>>>

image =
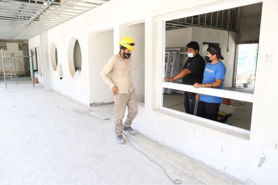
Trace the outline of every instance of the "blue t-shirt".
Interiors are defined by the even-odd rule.
[[[222,79],[224,81],[225,74],[226,74],[226,67],[221,62],[211,64],[210,63],[207,63],[205,71],[204,71],[204,79],[202,83],[210,83],[216,81],[216,79]],[[216,89],[222,89],[223,87],[223,81],[222,84]],[[208,103],[222,103],[221,97],[216,96],[201,94],[200,100]]]

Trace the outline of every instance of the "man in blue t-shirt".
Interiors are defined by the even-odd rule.
[[[222,89],[226,74],[226,67],[220,61],[224,58],[221,55],[221,49],[212,47],[207,50],[205,57],[208,63],[204,71],[202,84],[195,83],[194,87],[210,87]],[[221,97],[198,94],[196,99],[199,101],[197,108],[198,116],[217,121],[219,107],[222,103]]]

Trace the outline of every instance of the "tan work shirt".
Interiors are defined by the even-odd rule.
[[[132,92],[134,86],[131,82],[131,58],[129,58],[125,62],[120,54],[109,59],[100,75],[110,89],[116,85],[120,93]]]

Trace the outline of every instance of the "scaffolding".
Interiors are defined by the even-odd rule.
[[[16,56],[11,55],[9,52],[8,52],[7,56],[4,56],[3,50],[1,49],[3,75],[6,89],[7,88],[7,84],[20,83],[33,83],[33,86],[35,87],[33,53],[31,50],[30,50],[29,54],[29,56]],[[25,58],[29,58],[30,61],[31,62],[31,68],[30,68],[31,76],[30,77],[26,77],[25,76],[25,73],[24,74],[24,76],[23,76],[23,74],[22,74],[21,70],[20,70],[22,68],[24,68],[24,64],[23,63],[24,60],[21,60],[20,59],[22,58],[24,59]],[[5,59],[7,60],[5,60]],[[17,70],[16,69],[17,67]],[[6,70],[7,71],[9,71],[9,73],[6,73]],[[29,81],[29,82],[26,82],[28,81]]]

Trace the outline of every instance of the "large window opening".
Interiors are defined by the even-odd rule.
[[[262,8],[262,3],[259,3],[165,19],[160,107],[185,112],[185,91],[216,96],[222,99],[216,121],[250,130]],[[195,88],[183,84],[182,78],[171,82],[163,80],[187,68],[186,45],[191,41],[198,43],[199,54],[204,59],[208,48],[221,48],[224,58],[221,61],[226,68],[221,89]]]

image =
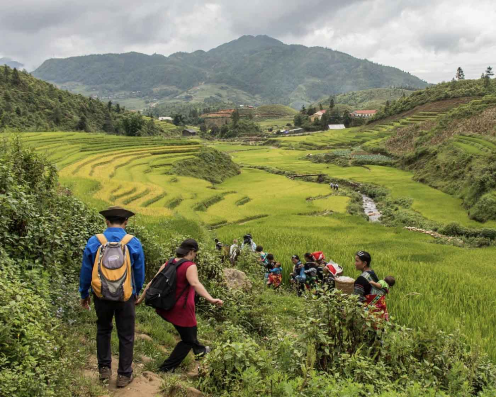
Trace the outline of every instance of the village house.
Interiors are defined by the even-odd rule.
[[[376,110],[355,110],[351,115],[354,117],[372,117],[376,113]]]
[[[183,136],[195,136],[196,135],[196,131],[195,130],[187,128],[183,130]]]
[[[329,124],[327,127],[329,130],[343,130],[346,128],[344,124]]]
[[[319,110],[317,113],[314,113],[310,116],[310,121],[313,123],[315,120],[320,120],[324,113],[327,111],[327,110]]]

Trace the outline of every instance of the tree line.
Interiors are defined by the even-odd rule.
[[[0,66],[0,131],[105,132],[155,134],[160,128],[139,113],[57,88],[25,70]]]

<<<

» **Exercise task**:
Write out the listing above exactly as it stands, pictures excluded.

» **Finished exercise**:
image =
Trace the outline of every instance of the "blue t-shirt".
Interiors are defined by the even-odd rule.
[[[222,79],[224,81],[225,74],[226,74],[226,67],[221,62],[211,64],[210,63],[207,63],[205,71],[204,71],[204,79],[202,83],[210,83],[216,81],[216,79]],[[216,89],[222,89],[223,87],[223,81],[222,84]],[[208,103],[222,103],[221,97],[216,96],[201,94],[200,100]]]

Trace the outline of every instance of the "man in blue t-shirt".
Interiors are defined by the even-odd rule.
[[[222,89],[226,74],[226,67],[220,61],[224,58],[221,55],[221,49],[212,47],[207,50],[205,57],[208,63],[204,71],[202,84],[195,83],[194,87],[210,87]],[[221,97],[198,94],[196,99],[199,101],[197,108],[198,116],[217,121],[219,107],[222,103]]]

Trace the outline of every instance of the "tan work shirt".
Interiors are defined by the even-odd rule.
[[[132,92],[134,86],[131,82],[131,58],[129,58],[125,62],[120,54],[109,59],[100,75],[110,89],[116,85],[120,93]]]

Trace the outline of every instance of the "scaffolding".
Interiors are defined by the even-odd rule.
[[[16,56],[11,55],[9,52],[8,52],[7,56],[4,56],[3,50],[1,49],[3,75],[6,89],[7,88],[7,84],[20,83],[33,83],[33,86],[35,87],[33,53],[31,50],[30,50],[29,54],[29,56]],[[25,58],[29,58],[30,61],[31,62],[31,68],[30,68],[31,76],[30,77],[26,77],[25,76],[25,73],[24,74],[24,76],[23,76],[23,74],[22,74],[21,70],[20,70],[22,68],[24,68],[24,64],[23,63],[24,60],[21,60],[20,59],[22,58],[24,59]],[[5,59],[7,60],[5,60]],[[17,70],[16,69],[17,67]],[[6,70],[7,71],[9,71],[9,73],[6,73]],[[29,81],[29,82],[26,82],[28,81]]]

Trace the outline of every instance of the "large window opening".
Interiors are defined by the even-odd rule.
[[[262,8],[262,3],[259,3],[165,19],[160,107],[185,112],[185,91],[216,96],[222,99],[216,121],[250,130]],[[195,88],[183,84],[182,78],[171,82],[163,80],[187,68],[186,45],[191,41],[198,43],[199,54],[204,59],[208,48],[221,48],[224,58],[221,61],[226,68],[221,89]]]

image =
Trace the outline of every instance of the village house.
Interiors are defined by the even-odd rule.
[[[376,110],[355,110],[351,115],[354,117],[372,117],[376,113]]]
[[[183,136],[195,136],[196,135],[196,131],[195,130],[187,128],[183,130]]]
[[[329,124],[327,127],[329,130],[343,130],[346,128],[344,124]]]
[[[319,110],[317,113],[314,113],[310,116],[310,121],[313,123],[315,120],[320,120],[324,113],[327,111],[327,110]]]

Trace the outline of every instance of the tree line.
Interiors are defined by the even-odd rule.
[[[0,66],[0,131],[105,132],[155,134],[160,128],[139,113],[57,88],[25,70]]]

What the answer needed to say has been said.